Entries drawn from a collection
"""
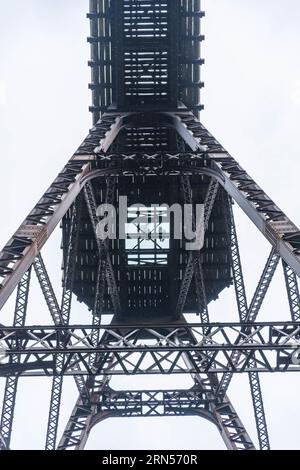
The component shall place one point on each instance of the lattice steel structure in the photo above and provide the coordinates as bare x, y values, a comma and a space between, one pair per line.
148, 144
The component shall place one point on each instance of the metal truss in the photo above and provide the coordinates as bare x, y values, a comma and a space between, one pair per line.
102, 247
10, 392
155, 49
292, 291
272, 345
194, 265
241, 298
57, 383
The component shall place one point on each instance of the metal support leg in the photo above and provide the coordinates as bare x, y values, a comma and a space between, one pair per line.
11, 385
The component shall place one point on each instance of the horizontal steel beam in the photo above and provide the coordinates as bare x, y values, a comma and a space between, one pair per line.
152, 349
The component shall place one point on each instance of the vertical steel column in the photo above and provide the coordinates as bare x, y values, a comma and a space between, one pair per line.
57, 382
292, 288
241, 298
11, 385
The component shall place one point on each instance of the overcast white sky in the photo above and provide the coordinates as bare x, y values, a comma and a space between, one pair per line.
252, 105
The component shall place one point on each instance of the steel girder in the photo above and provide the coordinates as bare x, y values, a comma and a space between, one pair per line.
242, 304
292, 291
57, 383
26, 243
10, 391
194, 265
272, 345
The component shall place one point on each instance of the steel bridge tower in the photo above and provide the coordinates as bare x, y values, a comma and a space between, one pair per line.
147, 144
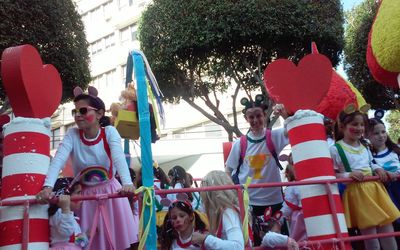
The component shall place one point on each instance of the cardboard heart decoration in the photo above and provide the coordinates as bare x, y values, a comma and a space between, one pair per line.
299, 87
34, 89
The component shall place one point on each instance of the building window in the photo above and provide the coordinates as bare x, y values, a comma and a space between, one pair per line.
212, 130
109, 40
128, 34
102, 44
123, 73
125, 3
107, 8
110, 78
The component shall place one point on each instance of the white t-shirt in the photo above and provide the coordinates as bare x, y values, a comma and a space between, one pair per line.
359, 158
389, 160
89, 152
292, 195
259, 164
232, 235
62, 227
272, 240
176, 246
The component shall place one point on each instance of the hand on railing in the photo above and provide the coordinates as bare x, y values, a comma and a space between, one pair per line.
127, 190
45, 195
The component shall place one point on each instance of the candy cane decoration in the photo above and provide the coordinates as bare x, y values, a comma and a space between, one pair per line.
34, 91
25, 164
312, 161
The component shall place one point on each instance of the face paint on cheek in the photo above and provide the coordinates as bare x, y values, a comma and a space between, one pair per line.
354, 131
89, 118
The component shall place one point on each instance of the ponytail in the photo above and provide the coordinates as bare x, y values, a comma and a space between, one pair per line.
105, 121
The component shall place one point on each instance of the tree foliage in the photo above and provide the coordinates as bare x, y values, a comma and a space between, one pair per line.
394, 130
198, 49
359, 21
55, 28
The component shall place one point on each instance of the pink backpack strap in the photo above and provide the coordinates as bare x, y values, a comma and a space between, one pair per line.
108, 151
270, 144
243, 147
271, 147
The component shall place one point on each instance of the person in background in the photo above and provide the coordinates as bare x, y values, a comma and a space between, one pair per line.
292, 209
178, 227
367, 205
65, 232
259, 163
222, 209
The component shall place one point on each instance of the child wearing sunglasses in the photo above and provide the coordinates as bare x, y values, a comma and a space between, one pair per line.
96, 153
65, 232
179, 224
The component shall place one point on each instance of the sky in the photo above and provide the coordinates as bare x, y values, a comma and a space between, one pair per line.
348, 4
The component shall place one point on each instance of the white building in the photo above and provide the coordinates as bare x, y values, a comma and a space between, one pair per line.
191, 141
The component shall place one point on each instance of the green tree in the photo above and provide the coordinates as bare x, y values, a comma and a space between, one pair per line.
358, 24
199, 49
55, 28
394, 130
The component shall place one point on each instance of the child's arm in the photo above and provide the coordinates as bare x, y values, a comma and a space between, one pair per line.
337, 163
286, 210
232, 228
339, 167
63, 219
378, 170
59, 160
273, 240
118, 156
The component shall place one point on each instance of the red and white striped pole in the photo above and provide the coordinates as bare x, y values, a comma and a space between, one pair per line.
25, 164
312, 161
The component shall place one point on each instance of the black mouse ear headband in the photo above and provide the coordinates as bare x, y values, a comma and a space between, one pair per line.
258, 102
379, 114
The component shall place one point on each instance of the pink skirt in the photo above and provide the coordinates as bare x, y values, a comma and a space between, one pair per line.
116, 226
65, 246
298, 226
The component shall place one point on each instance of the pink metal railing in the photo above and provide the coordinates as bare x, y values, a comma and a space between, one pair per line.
338, 241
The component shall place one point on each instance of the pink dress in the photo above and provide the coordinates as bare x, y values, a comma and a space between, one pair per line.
109, 223
292, 209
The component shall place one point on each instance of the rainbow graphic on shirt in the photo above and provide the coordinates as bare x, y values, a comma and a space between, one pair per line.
256, 162
94, 175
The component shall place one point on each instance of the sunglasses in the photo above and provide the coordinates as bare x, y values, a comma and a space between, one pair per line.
181, 204
82, 111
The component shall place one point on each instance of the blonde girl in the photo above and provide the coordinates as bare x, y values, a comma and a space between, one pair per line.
222, 209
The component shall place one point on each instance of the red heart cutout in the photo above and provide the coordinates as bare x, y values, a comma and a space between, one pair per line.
34, 89
299, 87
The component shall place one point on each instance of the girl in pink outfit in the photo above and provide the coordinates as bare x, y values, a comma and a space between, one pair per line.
292, 208
65, 232
96, 153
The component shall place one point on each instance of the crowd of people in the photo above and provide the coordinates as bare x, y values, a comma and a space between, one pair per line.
212, 219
"""
### Exercise goal
Please turn all of the material above into a Markdown table with the columns Row and Material line, giving each line its own numbered row and leaving out blank lines. Keep the pictures out of the table.

### The reply
| Row | Material line |
|---|---|
| 1 | The component shall place one point on each instance of the lattice steel structure in the photo above and provide the coordinates as bare x, y values, a comma and a space between, one pair per line. |
| 2 | 148, 144 |
| 3 | The component shall place one point on each instance of the metal truss in the photo above and provide the coordinates as bare x, y values, a comma and a space between, one pair per line. |
| 4 | 102, 247 |
| 5 | 10, 392 |
| 6 | 155, 49 |
| 7 | 292, 291 |
| 8 | 272, 345 |
| 9 | 194, 265 |
| 10 | 241, 298 |
| 11 | 57, 383 |
| 12 | The component shall place one point on each instance of the metal support leg in the photo above and provide the coordinates as bare x, y values, a comma and a space between, one pair per line. |
| 13 | 11, 385 |
| 14 | The component shall place one point on each instance of the horizontal steel beam in the photo above and provide the coordinates as bare x, y values, a comma and a space between, one pair per line. |
| 15 | 152, 349 |
| 16 | The component shall place one point on each instance of the vertical steel column in the photo above and provide the coordinates as bare x, y values, a comma and a space between, one pair per line. |
| 17 | 57, 382 |
| 18 | 292, 288 |
| 19 | 241, 298 |
| 20 | 11, 385 |
| 21 | The component shall place one point on each instance of the overcast white sky in the photo above and provide the coordinates as bare x, y values, a comma and a space between, one pair per line. |
| 22 | 252, 105 |
| 23 | The component shall place one point on each instance of the steel girder in the photo above and provide the coordinates as bare x, y values, a comma and a space between, one pair per line. |
| 24 | 242, 304 |
| 25 | 292, 291 |
| 26 | 57, 383 |
| 27 | 26, 243 |
| 28 | 10, 391 |
| 29 | 194, 265 |
| 30 | 272, 345 |
| 31 | The component shall place one point on each instance of the steel bridge tower in the photo above and provide the coordinates as bare x, y values, a comma and a space between, one pair per line. |
| 32 | 147, 144 |
| 33 | The component shall place one point on each instance of the cardboard heart decoration in the photo above and provide the coordinates as bare x, y values, a comma and a space between, one pair per line. |
| 34 | 299, 87 |
| 35 | 34, 89 |
| 36 | The component shall place one point on each instance of the building window in the photo above and provide the coordinates as bare x, y values, a comma and a space between, one pair per line. |
| 37 | 212, 130 |
| 38 | 109, 40 |
| 39 | 128, 34 |
| 40 | 102, 44 |
| 41 | 123, 73 |
| 42 | 125, 3 |
| 43 | 107, 8 |
| 44 | 110, 78 |
| 45 | The component shall place one point on each instance of the white t-shirt in the photo above and provide the coordinates as bare x, y values, a comma and a space between, one pair per line. |
| 46 | 359, 158 |
| 47 | 389, 160 |
| 48 | 89, 152 |
| 49 | 292, 195 |
| 50 | 259, 164 |
| 51 | 232, 235 |
| 52 | 62, 227 |
| 53 | 272, 240 |
| 54 | 176, 246 |
| 55 | The component shall place one point on each instance of the hand on railing in the photo above and provide the coordinates as bare x, y values, a comma and a space between, one pair per line. |
| 56 | 127, 190 |
| 57 | 45, 195 |
| 58 | The component shall place one point on each instance of the candy cane decoration in the photo above and provide the coordinates as bare x, y values, a comma and a space between, one pair per line. |
| 59 | 34, 91 |
| 60 | 25, 164 |
| 61 | 312, 161 |
| 62 | The component shall place one point on each instance of the face paint on cheek in the photo above and provide the coordinates as bare x, y values, a comma and a space between, one pair per line. |
| 63 | 354, 131 |
| 64 | 89, 118 |
| 65 | The component shall place one point on each instance of the ponytail in the photo above and provide the coordinates as bare x, y values, a comma and a space between, one pair per line. |
| 66 | 105, 121 |
| 67 | The component shall place one point on each instance of the tree foliage in the photo above and provide the coordinates as bare x, y values, a comma and a space between, one pair per line. |
| 68 | 394, 130 |
| 69 | 198, 49 |
| 70 | 359, 21 |
| 71 | 55, 28 |
| 72 | The component shall place one point on each instance of the pink backpack strap in the photo above and provide the coordinates as bare x, y values, a comma and a space between, one pair per line. |
| 73 | 108, 151 |
| 74 | 270, 144 |
| 75 | 243, 147 |
| 76 | 271, 147 |
| 77 | The component shall place one point on each instance of the person in background in the photo above and provide the coordinates as bare x, y values, a comma and a space between, one pair per line. |
| 78 | 292, 209 |
| 79 | 178, 227 |
| 80 | 367, 205 |
| 81 | 65, 232 |
| 82 | 259, 163 |
| 83 | 222, 209 |
| 84 | The component shall place one point on each instance of the child wearing sunglasses in the photo above and provide the coordinates as bare x, y values, a comma and a space between, one pair per line. |
| 85 | 96, 153 |
| 86 | 65, 232 |
| 87 | 179, 224 |
| 88 | The component shall place one point on each instance of the sky in the photo above and provide the coordinates as bare x, y values, a comma and a space between, one pair per line. |
| 89 | 348, 4 |
| 90 | The component shall place one point on each instance of the white building in the photo above and provide the coordinates as bare x, y values, a comma and a space between, one pair per line. |
| 91 | 191, 141 |
| 92 | The component shall place one point on each instance of the green tree in the photo above and provide the coordinates as bare x, y values, a comma and a space between, one pair per line. |
| 93 | 358, 24 |
| 94 | 199, 49 |
| 95 | 55, 28 |
| 96 | 394, 130 |
| 97 | The component shall place one point on each instance of the child's arm in the photo above and provide the coordinates as bare x, y values, a comma and a space between, one pair per line. |
| 98 | 337, 163 |
| 99 | 286, 210 |
| 100 | 232, 228 |
| 101 | 339, 167 |
| 102 | 63, 219 |
| 103 | 378, 170 |
| 104 | 59, 160 |
| 105 | 273, 240 |
| 106 | 118, 156 |
| 107 | The component shall place one point on each instance of the red and white striped pole in the photo above and provide the coordinates as bare x, y values, a comma and a space between, one pair per line. |
| 108 | 25, 164 |
| 109 | 312, 161 |
| 110 | The component shall place one point on each instance of the black mouse ear headband in the photo above and provide the coordinates as bare x, y values, a comma and a space between, one pair per line. |
| 111 | 258, 102 |
| 112 | 379, 114 |
| 113 | The component shall place one point on each instance of the pink skirt in the photo above and provide the coordinates as bare x, y values, a comma and a space between, one pair per line. |
| 114 | 116, 226 |
| 115 | 65, 246 |
| 116 | 298, 226 |
| 117 | The component shall place one point on each instance of the pink metal railing in the photo above and provide the coordinates as bare x, y values, a comma and a space between, one pair per line. |
| 118 | 338, 241 |
| 119 | The component shall place one point on each instance of the pink dress in the photo above and provide the coordinates as bare x, y values, a comma and a space between, one pair per line. |
| 120 | 109, 223 |
| 121 | 292, 209 |
| 122 | The component shall place one point on each instance of the rainbow graphic on shirt in the photo above and provide the coordinates as bare x, y values, a comma and a space between, one pair per line. |
| 123 | 256, 162 |
| 124 | 94, 175 |
| 125 | The component shall place one point on each instance of the sunglasses in the photo above and provide the coordinates as bare x, y values, a comma and a space between, one pair per line. |
| 126 | 181, 204 |
| 127 | 82, 111 |
| 128 | The component shall place one point on each instance of the blonde girl in the photo above and provide the coordinates as bare x, y values, a comma and a space between, one pair per line. |
| 129 | 222, 209 |
| 130 | The component shall place one point on each instance of the red heart cutout in the photo above and provide the coordinates as bare x, y values, a comma and a space between, one pair per line. |
| 131 | 34, 89 |
| 132 | 299, 87 |
| 133 | The component shall place one point on each instance of the girl in pink outfit in the photo above and provide the coordinates as bare x, y values, a comma and a space between, one pair per line. |
| 134 | 292, 208 |
| 135 | 65, 232 |
| 136 | 96, 153 |
| 137 | The component shall place one point on each instance of the crowd of people in the photo above and provide the coordinates as bare x, y values, a comma and a space between, one pair per line. |
| 138 | 212, 219 |